▸ TASK INSTRUCTIONS
Exclude images and print all the records verbatim.

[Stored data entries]

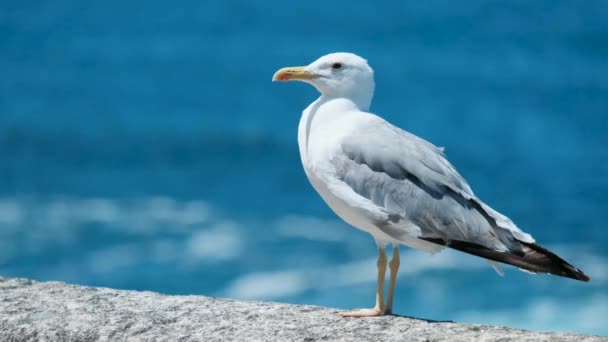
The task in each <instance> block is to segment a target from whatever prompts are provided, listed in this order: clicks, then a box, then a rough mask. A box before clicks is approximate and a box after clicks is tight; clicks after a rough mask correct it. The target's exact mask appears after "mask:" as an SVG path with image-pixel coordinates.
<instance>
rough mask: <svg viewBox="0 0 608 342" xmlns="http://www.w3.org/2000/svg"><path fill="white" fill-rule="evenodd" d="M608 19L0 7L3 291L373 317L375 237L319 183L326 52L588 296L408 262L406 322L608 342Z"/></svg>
mask: <svg viewBox="0 0 608 342" xmlns="http://www.w3.org/2000/svg"><path fill="white" fill-rule="evenodd" d="M607 16H608V3H607V2H603V1H585V2H574V1H548V0H547V1H513V2H508V3H507V2H494V1H477V0H475V1H447V0H446V1H439V0H433V1H412V2H407V3H406V2H402V1H386V2H383V3H382V4H379V3H378V2H367V3H364V2H351V1H346V0H340V1H332V2H324V1H293V2H288V1H276V0H271V1H264V2H254V1H178V2H165V1H156V0H150V1H146V2H136V1H122V0H121V1H119V0H109V1H105V2H96V3H89V2H82V1H77V0H58V1H30V0H25V1H3V2H2V4H0V275H2V276H5V277H6V276H8V277H29V278H33V279H37V280H59V281H66V282H70V283H78V284H85V285H93V286H109V287H114V288H121V289H137V290H152V291H159V292H162V293H168V294H200V295H209V296H221V297H231V298H241V299H264V300H276V301H281V302H289V303H306V304H316V305H322V306H332V307H338V308H343V309H349V308H356V307H369V306H371V305H373V301H374V290H375V274H376V273H375V272H376V269H375V256H376V250H375V245H374V243H373V240H372V239H371V237H370V236H368V235H367V234H365V233H363V232H360V231H357V230H354V229H352V228H350V227H348V226H347V225H346V224H345V223H342V222H341V221H340V220H339V219H338V218H337V217H336V216H334V214H333V213H332V212H331V211H330V210H329V209H328V208H327V206H326V205H325V204H324V203H323V202H322V200H321V199H320V198H319V197H318V195H317V194H316V193H315V192H314V191H313V189H312V188H311V187H310V185H309V184H308V182H307V180H306V177H305V175H304V173H303V171H302V168H301V165H300V161H299V156H298V149H297V141H296V129H297V122H298V120H299V115H300V112H301V110H302V109H303V108H304V107H305V106H306V105H307V104H308V103H310V102H311V101H313V100H314V99H315V97H316V96H317V94H316V93H315V90H314V89H313V88H312V87H310V86H306V85H303V84H287V85H285V84H280V85H279V84H273V83H271V82H270V79H271V76H272V74H273V72H274V71H275V70H276V69H278V68H279V67H283V66H287V65H301V64H307V63H309V62H311V61H313V60H314V59H316V58H317V57H319V56H321V55H323V54H326V53H329V52H334V51H352V52H355V53H358V54H360V55H362V56H364V57H366V58H367V59H368V60H369V62H370V64H371V65H372V67H374V68H375V71H376V81H377V93H376V97H375V101H374V104H373V105H372V110H373V111H374V112H376V113H379V114H380V115H382V116H384V117H385V118H387V119H388V120H389V121H391V122H392V123H394V124H396V125H398V126H400V127H402V128H405V129H407V130H409V131H411V132H413V133H415V134H418V135H420V136H422V137H424V138H426V139H428V140H430V141H432V142H434V143H435V144H437V145H440V146H446V147H447V153H448V156H449V158H450V160H451V161H452V162H453V163H454V164H455V165H456V167H457V168H458V169H459V170H460V172H461V173H462V174H463V175H464V176H465V177H466V178H467V179H468V180H469V182H470V183H471V185H472V186H473V189H474V190H475V192H476V194H477V195H478V196H480V197H481V198H482V199H484V200H485V201H486V202H487V203H489V204H491V205H492V206H493V207H495V208H496V209H498V210H500V211H502V212H503V213H505V214H507V215H509V216H510V217H511V218H512V219H513V220H514V221H515V222H516V223H517V224H518V225H519V226H520V227H522V228H524V229H525V230H527V231H529V232H530V233H532V234H533V235H534V236H535V238H536V239H537V240H538V241H539V242H540V243H542V244H543V245H546V246H547V247H549V248H552V249H554V250H555V251H556V252H557V253H558V254H560V255H562V256H563V257H565V258H566V259H568V260H569V261H571V262H572V263H574V264H575V265H577V266H579V267H581V268H582V269H583V270H585V271H586V272H587V273H588V274H589V275H590V276H591V277H592V278H593V280H592V282H590V283H587V284H585V283H579V282H575V281H572V280H568V279H563V278H558V277H551V276H544V275H540V276H531V275H528V274H525V273H523V272H519V271H517V270H515V269H513V268H510V267H506V268H507V272H506V276H505V277H504V278H501V277H499V276H497V275H496V274H495V273H494V271H493V270H492V269H491V268H490V267H489V266H488V265H487V264H486V263H485V262H484V261H483V260H481V259H477V258H474V257H469V256H467V255H464V254H460V253H457V252H444V253H442V254H439V255H435V256H428V255H426V254H423V253H422V252H418V251H412V250H408V249H404V250H403V252H402V266H401V273H400V279H399V282H398V283H397V296H396V304H395V306H396V312H397V313H399V314H403V315H410V316H417V317H426V318H433V319H441V320H455V321H464V322H475V323H490V324H501V325H511V326H515V327H520V328H529V329H534V330H560V331H562V330H567V331H576V332H585V333H596V334H608V318H607V317H608V249H607V248H606V245H607V244H608V229H607V226H606V221H608V195H607V193H608V178H607V177H606V175H607V174H608V149H607V148H606V145H607V144H608V135H607V132H608V117H607V115H608V21H606V17H607Z"/></svg>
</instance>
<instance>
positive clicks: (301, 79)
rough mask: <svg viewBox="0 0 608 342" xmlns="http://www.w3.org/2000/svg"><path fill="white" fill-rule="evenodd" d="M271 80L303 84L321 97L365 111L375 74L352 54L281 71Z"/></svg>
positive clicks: (284, 68)
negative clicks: (357, 108) (334, 99)
mask: <svg viewBox="0 0 608 342" xmlns="http://www.w3.org/2000/svg"><path fill="white" fill-rule="evenodd" d="M272 80H273V81H282V82H287V81H302V82H306V83H309V84H312V85H313V86H314V87H315V88H317V90H318V91H319V92H320V93H321V94H322V95H323V96H326V97H329V98H346V99H349V100H352V101H353V102H355V103H357V104H359V105H360V106H363V107H365V108H367V107H369V104H370V102H371V100H372V97H373V96H374V71H373V70H372V68H371V67H370V66H369V65H368V64H367V61H366V60H365V59H363V58H361V57H359V56H357V55H355V54H353V53H346V52H338V53H331V54H329V55H325V56H323V57H321V58H319V59H317V60H316V61H314V62H312V63H311V64H309V65H307V66H300V67H287V68H282V69H280V70H279V71H277V72H276V73H275V74H274V76H273V77H272ZM362 109H363V108H362Z"/></svg>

▸ RESULT OF THE TASK
The task in each <instance> block is to segment a target from whatever prompts are provided, listed in this order: clicks, then a box, then a rough mask. A box before clicks is approximate and a box after clicks is tight; clicks after a rough mask correct it. The target's exact mask appears after "mask:" as an SVG path with image-pixel coordinates.
<instance>
rough mask: <svg viewBox="0 0 608 342" xmlns="http://www.w3.org/2000/svg"><path fill="white" fill-rule="evenodd" d="M608 19L0 7L3 291L373 317L375 237L319 183L326 52L588 296L408 262L406 322L608 342Z"/></svg>
mask: <svg viewBox="0 0 608 342" xmlns="http://www.w3.org/2000/svg"><path fill="white" fill-rule="evenodd" d="M607 16H608V3H607V2H603V1H585V2H574V1H548V0H547V1H513V2H508V3H507V2H494V1H477V0H475V1H447V0H446V1H439V0H433V1H412V2H407V3H406V2H402V1H386V2H383V3H382V4H379V3H378V2H367V3H364V2H351V1H346V0H340V1H332V2H324V1H293V2H288V1H276V0H271V1H264V2H254V1H178V2H165V1H156V0H150V1H146V2H136V1H122V0H121V1H119V0H109V1H105V2H96V3H89V2H82V1H77V0H58V1H30V0H25V1H3V2H2V4H0V275H2V276H5V277H6V276H8V277H29V278H33V279H37V280H59V281H66V282H70V283H78V284H85V285H93V286H109V287H114V288H121V289H137V290H152V291H159V292H162V293H168V294H200V295H209V296H221V297H231V298H241V299H264V300H276V301H281V302H289V303H306V304H316V305H322V306H332V307H338V308H343V309H349V308H356V307H369V306H371V305H373V301H374V290H375V274H376V273H375V272H376V269H375V256H376V250H375V245H374V243H373V240H372V239H371V237H370V236H368V235H367V234H365V233H363V232H360V231H357V230H354V229H352V228H350V227H348V226H347V225H346V224H345V223H342V222H341V221H340V220H339V219H338V218H337V217H336V216H334V214H333V213H332V212H331V211H330V210H329V209H328V208H327V206H326V205H325V204H324V203H323V202H322V200H321V199H320V198H319V197H318V195H317V194H316V193H315V192H314V191H313V189H312V188H311V187H310V185H309V184H308V182H307V180H306V177H305V175H304V173H303V171H302V168H301V165H300V161H299V156H298V149H297V141H296V129H297V122H298V120H299V115H300V112H301V110H302V109H303V108H304V107H305V106H306V105H307V104H308V103H310V102H311V101H313V100H314V99H315V97H316V96H317V94H316V93H315V90H314V89H313V88H312V87H310V86H306V85H303V84H287V85H285V84H280V85H279V84H273V83H271V82H270V79H271V76H272V74H273V72H274V71H275V70H276V69H278V68H279V67H283V66H287V65H301V64H307V63H309V62H311V61H313V60H314V59H316V58H317V57H319V56H321V55H323V54H326V53H329V52H334V51H352V52H355V53H358V54H360V55H362V56H364V57H366V58H367V59H368V60H369V62H370V64H371V65H372V67H374V68H375V71H376V81H377V93H376V97H375V101H374V104H373V105H372V110H373V111H374V112H376V113H379V114H380V115H382V116H384V117H385V118H387V119H388V120H389V121H391V122H392V123H394V124H396V125H398V126H400V127H402V128H405V129H407V130H409V131H411V132H413V133H415V134H418V135H420V136H422V137H424V138H426V139H428V140H430V141H432V142H434V143H435V144H437V145H440V146H446V147H447V153H448V156H449V158H450V160H451V161H452V162H453V163H454V164H455V165H456V167H457V168H458V169H459V170H460V172H461V173H462V174H463V175H464V176H465V177H466V178H467V179H468V180H469V182H470V183H471V185H472V186H473V189H474V190H475V192H476V194H477V195H478V196H480V197H481V198H482V199H484V200H485V201H486V202H487V203H489V204H491V205H492V206H493V207H495V208H496V209H498V210H500V211H502V212H503V213H505V214H507V215H509V216H510V217H511V218H512V219H513V220H514V221H515V222H516V223H517V224H518V225H519V226H520V227H522V228H524V229H525V230H527V231H529V232H530V233H532V234H533V235H534V236H535V238H536V239H537V240H538V241H539V242H540V243H542V244H543V245H546V246H547V247H549V248H552V249H554V250H555V251H556V252H557V253H558V254H560V255H562V256H563V257H565V258H566V259H568V260H569V261H571V262H572V263H574V264H575V265H577V266H579V267H581V268H582V269H583V270H585V271H586V272H587V273H588V274H589V275H590V276H591V277H592V278H593V280H592V282H590V283H587V284H585V283H579V282H575V281H572V280H568V279H563V278H558V277H551V276H544V275H540V276H531V275H528V274H525V273H523V272H519V271H517V270H515V269H513V268H510V267H506V268H507V272H506V276H505V277H504V278H501V277H499V276H497V275H496V274H495V273H494V271H493V270H492V269H491V268H490V267H489V266H488V265H487V264H486V263H485V262H484V261H483V260H481V259H477V258H474V257H469V256H467V255H464V254H460V253H457V252H444V253H442V254H439V255H435V256H428V255H426V254H423V253H422V252H418V251H412V250H408V249H404V250H403V252H402V266H401V273H400V279H399V282H398V283H397V296H396V304H395V306H396V312H397V313H399V314H403V315H410V316H417V317H426V318H433V319H441V320H455V321H464V322H475V323H490V324H501V325H511V326H515V327H520V328H529V329H534V330H560V331H562V330H567V331H576V332H585V333H596V334H608V318H607V317H608V249H607V248H606V245H607V244H608V229H607V226H606V221H608V195H607V193H608V178H607V177H606V175H607V174H608V149H607V148H606V145H607V144H608V135H607V132H608V117H607V115H608V21H606V17H607Z"/></svg>
</instance>
<instance>
positive clicks: (301, 79)
rough mask: <svg viewBox="0 0 608 342" xmlns="http://www.w3.org/2000/svg"><path fill="white" fill-rule="evenodd" d="M271 80L303 84L321 97L365 111L375 74L352 54L281 71Z"/></svg>
positive clicks: (284, 68)
negative clicks: (357, 108) (334, 99)
mask: <svg viewBox="0 0 608 342" xmlns="http://www.w3.org/2000/svg"><path fill="white" fill-rule="evenodd" d="M272 80H273V81H282V82H287V81H302V82H306V83H309V84H312V85H313V86H314V87H315V88H317V90H318V91H319V92H320V93H321V94H322V95H323V96H326V97H329V98H346V99H349V100H352V101H353V102H355V103H357V104H359V105H360V106H363V107H365V108H367V107H369V104H370V102H371V100H372V97H373V96H374V71H373V70H372V68H371V67H370V66H369V65H368V64H367V61H366V60H365V59H363V58H361V57H359V56H357V55H355V54H353V53H346V52H338V53H331V54H329V55H325V56H323V57H321V58H319V59H317V60H316V61H314V62H312V63H311V64H309V65H307V66H300V67H287V68H282V69H280V70H279V71H277V72H276V73H275V74H274V76H273V77H272ZM362 109H363V108H362Z"/></svg>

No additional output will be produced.